→ **Trecho fornecido**

* * * * * * *

Em 1988, na Assembleia constituinte, contatou-se que o Brasil era um país que ainda contava com 30 milhões de pessoas analfabetas e mais de 7 milhões de crianças fora das escolas. Acerca das populações indígenas, emergiu o dever constitucional de “resgatar a dívida da sociedade brasileira com as comunidades indígenas”.

Houve baixa participação das mulheres na Constituinte, contando-se com apenas 26 representantes, que, de forma corajosa, nada obstante, articularam-se com a sociedade civil e a academia para produzir conquistas marcantes. A “Bancada” nos legou a vedação à desigualdade salarial, o estabelecimento de direitos às empregadas domésticas, a proibição do uso de violência em relações intrafamiliares, consoante expressa o art. 226 da Carta.

* * * * * * *

→ **Tarefas do exercício**
**A)** Edite o texto sobre a Constituinte de 1988 e reproduza o trecho que começa em "Em 1988, na" e termina depois de "226 da Carta.", trocando "academia" por "universidade".
**B)** Retome o texto sobre a Constituinte de 1988 e continue-o a partir da última frase.
Os dados não têm nenhum papel neste exercício.

→ **Dados brutos**

* * * * * * *

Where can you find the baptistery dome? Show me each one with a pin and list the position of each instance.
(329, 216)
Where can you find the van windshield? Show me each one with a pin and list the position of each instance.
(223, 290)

* * * * * * *

→ **Respostas**
**A)**
Em 1988, na Assembleia constituinte, contatou-se que o Brasil era um país que ainda contava com 30 milhões de pessoas analfabetas e mais de 7 milhões de crianças fora das escolas. Acerca das populações indígenas, emergiu o dever constitucional de “resgatar a dívida da sociedade brasileira com as comunidades indígenas”.

Houve baixa participação das mulheres na Constituinte, contando-se com apenas 26 representantes, que, de forma corajosa, nada obstante, articularam-se com a sociedade civil e a universidade para produzir conquistas marcantes. A “Bancada” nos legou a vedação à desigualdade salarial, o estabelecimento de direitos às empregadas domésticas, a proibição do uso de violência em relações intrafamiliares, consoante expressa o art. 226 da Carta.

**B)**
Os negros e negras também participaram da discussão acerca da Carta que passaria a reger a comunidade política, firmando um pacto por equidade e justiça racial, e ali se propôs a criminalização do racismo, qualificado como delito inafiançável; se defendeu a liberdade de cultos religiosos, bem assim a garantia de propriedade de terras às comunidades remanescentes de quilombos, dentre outras medidas.

No campo dos direitos sociais, a Constituição brasileira foi generosa e buscou reparar injustiças. Instituiu uma previdência social e um Sistema Único de Saúde sem paralelos no mundo. Tratou ainda das relações trabalhistas, ampliando o arcabouço de direitos erigido ao início do Século 20, no âmbito da Consolidação da Leis do Trabalho.

Em alguma medida, anteviu a necessidade de fortalecimento da mediação entre capital e trabalho, como pilar da noção de social-democracia. Robusteceu esse arranjo de equilíbrio de forças, de modo a que a Constituição possa seguir sendo invocada e efetivada em momento global no qual grassam a precarização das relações de trabalho.

Como se pode depreender, em seu nascedouro, a Constituição não encontrou o melhor estado de coisas, mas arrostou essas lutas sem esmorecer. Evidenciou-se que o desenho deliberativo do processo constituinte, com predominância de importantes subcomissões, alavancou temas de direitos humanos a patamares que não se supunha possíveis em uma sociedade recém-saída de um período autoritário.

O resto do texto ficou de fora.